What the exercise asks -
In the listing below, locate the lines that hold the string "stone". Copy those lines.

━━━━

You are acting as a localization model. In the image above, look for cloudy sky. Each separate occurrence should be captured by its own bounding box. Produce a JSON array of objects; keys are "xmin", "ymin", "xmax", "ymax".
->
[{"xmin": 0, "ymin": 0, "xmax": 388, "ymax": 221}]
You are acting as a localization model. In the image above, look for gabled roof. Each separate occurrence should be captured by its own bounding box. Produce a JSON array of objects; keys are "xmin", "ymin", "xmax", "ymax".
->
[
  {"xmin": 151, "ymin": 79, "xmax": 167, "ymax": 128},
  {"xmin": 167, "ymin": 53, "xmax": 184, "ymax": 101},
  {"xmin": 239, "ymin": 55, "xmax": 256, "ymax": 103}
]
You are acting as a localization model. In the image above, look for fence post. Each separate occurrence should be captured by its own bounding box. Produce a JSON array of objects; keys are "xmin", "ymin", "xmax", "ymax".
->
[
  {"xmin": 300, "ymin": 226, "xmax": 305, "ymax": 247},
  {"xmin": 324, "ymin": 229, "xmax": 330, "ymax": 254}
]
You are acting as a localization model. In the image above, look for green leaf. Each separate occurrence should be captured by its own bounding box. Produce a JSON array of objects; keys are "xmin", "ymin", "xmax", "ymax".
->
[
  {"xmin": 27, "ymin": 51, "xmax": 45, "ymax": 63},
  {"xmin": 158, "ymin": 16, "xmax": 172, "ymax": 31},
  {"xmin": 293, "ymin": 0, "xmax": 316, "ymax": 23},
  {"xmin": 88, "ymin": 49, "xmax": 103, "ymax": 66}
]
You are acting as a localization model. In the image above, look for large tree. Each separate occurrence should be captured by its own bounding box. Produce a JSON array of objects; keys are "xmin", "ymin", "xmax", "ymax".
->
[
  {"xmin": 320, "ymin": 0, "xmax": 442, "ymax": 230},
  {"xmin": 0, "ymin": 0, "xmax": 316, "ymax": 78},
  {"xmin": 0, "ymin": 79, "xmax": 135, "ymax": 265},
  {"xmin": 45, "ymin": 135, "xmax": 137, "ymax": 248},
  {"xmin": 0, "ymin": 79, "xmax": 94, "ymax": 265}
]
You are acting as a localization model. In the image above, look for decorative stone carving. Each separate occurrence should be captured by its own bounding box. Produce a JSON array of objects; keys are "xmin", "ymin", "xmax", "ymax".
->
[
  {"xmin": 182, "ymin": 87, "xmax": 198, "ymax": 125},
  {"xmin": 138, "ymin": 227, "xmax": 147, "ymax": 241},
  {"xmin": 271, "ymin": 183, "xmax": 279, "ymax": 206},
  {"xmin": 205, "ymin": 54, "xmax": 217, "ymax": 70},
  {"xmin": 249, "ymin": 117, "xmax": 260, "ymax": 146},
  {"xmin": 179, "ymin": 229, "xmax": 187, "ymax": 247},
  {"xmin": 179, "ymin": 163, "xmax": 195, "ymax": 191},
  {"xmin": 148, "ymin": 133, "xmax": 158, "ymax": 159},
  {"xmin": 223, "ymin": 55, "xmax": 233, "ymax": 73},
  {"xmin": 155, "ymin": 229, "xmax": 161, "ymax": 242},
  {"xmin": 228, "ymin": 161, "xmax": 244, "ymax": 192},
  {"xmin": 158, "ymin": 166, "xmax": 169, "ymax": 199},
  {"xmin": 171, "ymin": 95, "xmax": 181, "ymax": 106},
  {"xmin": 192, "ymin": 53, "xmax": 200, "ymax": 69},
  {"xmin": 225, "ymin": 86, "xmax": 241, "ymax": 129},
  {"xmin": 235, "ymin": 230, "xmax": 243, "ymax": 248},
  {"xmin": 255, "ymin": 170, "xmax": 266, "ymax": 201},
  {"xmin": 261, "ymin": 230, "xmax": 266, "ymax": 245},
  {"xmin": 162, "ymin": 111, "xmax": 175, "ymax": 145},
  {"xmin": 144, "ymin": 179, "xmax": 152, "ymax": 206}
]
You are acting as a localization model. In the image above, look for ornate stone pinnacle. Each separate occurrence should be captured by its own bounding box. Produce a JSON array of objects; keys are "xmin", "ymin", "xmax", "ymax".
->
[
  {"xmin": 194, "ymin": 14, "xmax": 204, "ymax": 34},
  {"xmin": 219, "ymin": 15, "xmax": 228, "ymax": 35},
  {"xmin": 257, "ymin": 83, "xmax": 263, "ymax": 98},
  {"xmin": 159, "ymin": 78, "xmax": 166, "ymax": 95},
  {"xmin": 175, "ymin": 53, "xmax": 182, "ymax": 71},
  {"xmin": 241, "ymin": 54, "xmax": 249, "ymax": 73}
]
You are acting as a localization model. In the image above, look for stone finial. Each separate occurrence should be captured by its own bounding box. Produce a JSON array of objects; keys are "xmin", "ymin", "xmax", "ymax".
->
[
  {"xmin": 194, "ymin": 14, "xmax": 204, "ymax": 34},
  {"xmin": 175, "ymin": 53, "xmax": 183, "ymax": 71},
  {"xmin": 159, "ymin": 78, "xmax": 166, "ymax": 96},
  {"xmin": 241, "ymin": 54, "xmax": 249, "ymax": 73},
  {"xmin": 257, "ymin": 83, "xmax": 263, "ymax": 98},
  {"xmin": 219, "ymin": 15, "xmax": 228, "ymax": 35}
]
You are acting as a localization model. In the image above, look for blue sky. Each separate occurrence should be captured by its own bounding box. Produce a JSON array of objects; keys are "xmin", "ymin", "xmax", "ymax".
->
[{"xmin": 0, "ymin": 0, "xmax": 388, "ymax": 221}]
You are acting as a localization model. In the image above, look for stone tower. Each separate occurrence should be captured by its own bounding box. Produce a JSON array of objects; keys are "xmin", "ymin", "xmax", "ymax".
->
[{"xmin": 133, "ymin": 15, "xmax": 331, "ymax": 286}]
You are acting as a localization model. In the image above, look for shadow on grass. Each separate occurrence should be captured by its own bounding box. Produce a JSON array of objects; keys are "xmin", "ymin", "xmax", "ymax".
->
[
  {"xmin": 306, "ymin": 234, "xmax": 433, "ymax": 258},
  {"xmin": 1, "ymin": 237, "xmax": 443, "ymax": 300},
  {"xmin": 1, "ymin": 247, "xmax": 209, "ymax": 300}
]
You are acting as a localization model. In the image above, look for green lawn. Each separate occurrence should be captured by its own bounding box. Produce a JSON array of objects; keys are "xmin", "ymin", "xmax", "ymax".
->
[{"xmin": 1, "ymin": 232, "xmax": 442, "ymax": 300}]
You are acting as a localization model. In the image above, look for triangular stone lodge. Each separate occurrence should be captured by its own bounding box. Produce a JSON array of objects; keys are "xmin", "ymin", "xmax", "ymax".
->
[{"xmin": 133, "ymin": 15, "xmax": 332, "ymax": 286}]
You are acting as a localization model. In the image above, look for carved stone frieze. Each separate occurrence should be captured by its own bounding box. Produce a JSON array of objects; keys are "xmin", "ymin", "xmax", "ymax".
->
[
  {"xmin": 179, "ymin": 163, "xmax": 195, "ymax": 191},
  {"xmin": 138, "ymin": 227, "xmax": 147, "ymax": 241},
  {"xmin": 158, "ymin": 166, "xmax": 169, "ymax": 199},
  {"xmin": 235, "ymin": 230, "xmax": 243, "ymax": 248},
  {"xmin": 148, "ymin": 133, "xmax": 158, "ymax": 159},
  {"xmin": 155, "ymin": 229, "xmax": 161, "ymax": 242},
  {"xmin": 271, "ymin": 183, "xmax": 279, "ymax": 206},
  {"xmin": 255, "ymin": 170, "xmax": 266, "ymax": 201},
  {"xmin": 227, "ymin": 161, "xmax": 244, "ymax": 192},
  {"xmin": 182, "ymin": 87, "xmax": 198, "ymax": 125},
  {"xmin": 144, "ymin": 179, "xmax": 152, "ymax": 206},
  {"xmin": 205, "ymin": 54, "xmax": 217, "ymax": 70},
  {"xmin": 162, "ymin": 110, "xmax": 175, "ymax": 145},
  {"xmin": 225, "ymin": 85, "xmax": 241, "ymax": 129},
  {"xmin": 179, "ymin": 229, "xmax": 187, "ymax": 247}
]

━━━━

Written solution -
You are acting as a localization model. In the image above, look for decorative stone carving. Each separate occurrence should be captured by its own bounding box. Produce a JSON array of objects; keys are "xmin", "ymin", "xmax", "ymax".
You are acting as a localization model. In the image above, look for ornate stone pinnacle. Each separate occurrence should be captured by its own bounding box. Produce a JSON array of objects; keys are "xmin", "ymin", "xmax", "ymax".
You are acting as a localization model. In the image above, look for stone finial. Each separate occurrence should be captured by its own bounding box. Produce a JSON array of objects; keys are "xmin", "ymin", "xmax", "ymax".
You are acting as a localization model. In the image above, look for stone tower. Each separate occurrence should be captured by its own bounding box. Produce a JSON array of objects; keys are "xmin", "ymin", "xmax", "ymax".
You are acting as a localization model. In the image above, look for triangular stone lodge. Each separate occurrence should be captured by its own bounding box. Produce a JSON array of objects; keys are "xmin", "ymin", "xmax", "ymax".
You are acting as a localization model. In the image above, look for carved stone frieze. Each separate occurrence should be captured by its own bounding box. Produce a JSON array of objects; keys are "xmin", "ymin", "xmax", "ymax".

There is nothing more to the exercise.